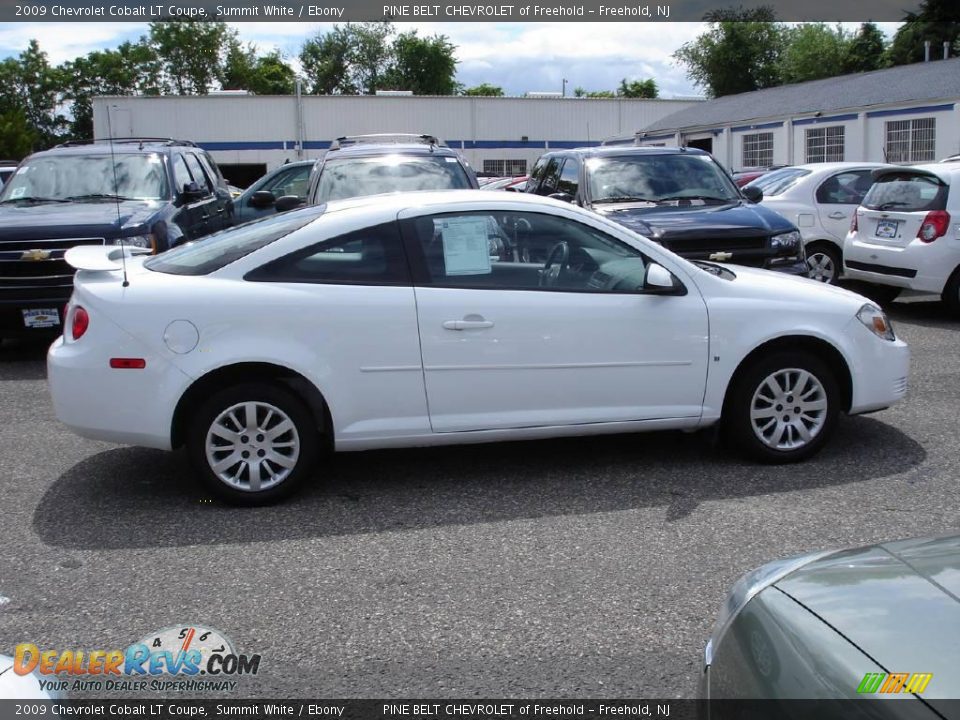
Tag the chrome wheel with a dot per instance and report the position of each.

■ ■ ■

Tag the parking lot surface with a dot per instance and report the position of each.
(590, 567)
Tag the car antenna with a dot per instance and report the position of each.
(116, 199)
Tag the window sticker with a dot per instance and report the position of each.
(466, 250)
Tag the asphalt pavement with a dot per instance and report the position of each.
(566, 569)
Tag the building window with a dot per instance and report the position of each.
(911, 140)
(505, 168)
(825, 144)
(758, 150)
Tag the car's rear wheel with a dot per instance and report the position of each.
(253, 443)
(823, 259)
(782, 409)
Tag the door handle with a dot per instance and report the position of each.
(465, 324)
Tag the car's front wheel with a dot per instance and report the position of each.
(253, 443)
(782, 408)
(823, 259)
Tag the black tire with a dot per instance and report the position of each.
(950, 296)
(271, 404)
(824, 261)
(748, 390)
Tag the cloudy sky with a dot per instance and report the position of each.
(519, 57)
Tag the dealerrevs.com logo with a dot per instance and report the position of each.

■ ■ ■

# Do this:
Copy out the stretch of the records from the line containing "Tag the car's front" through the line containing "Tag the dealerrevs.com", word for word. Give only those lines.

# Task solution:
Tag the car's front wheel with a dot per instance and report the position of each.
(253, 443)
(782, 408)
(823, 259)
Tag the black tire with a dot per instance and report the position of each.
(950, 296)
(271, 404)
(824, 261)
(748, 390)
Tag the cloudy sky with a dot per instance and report the position of each.
(519, 57)
Tag the dealerrevs.com logo with a dot per instance and report the position of each.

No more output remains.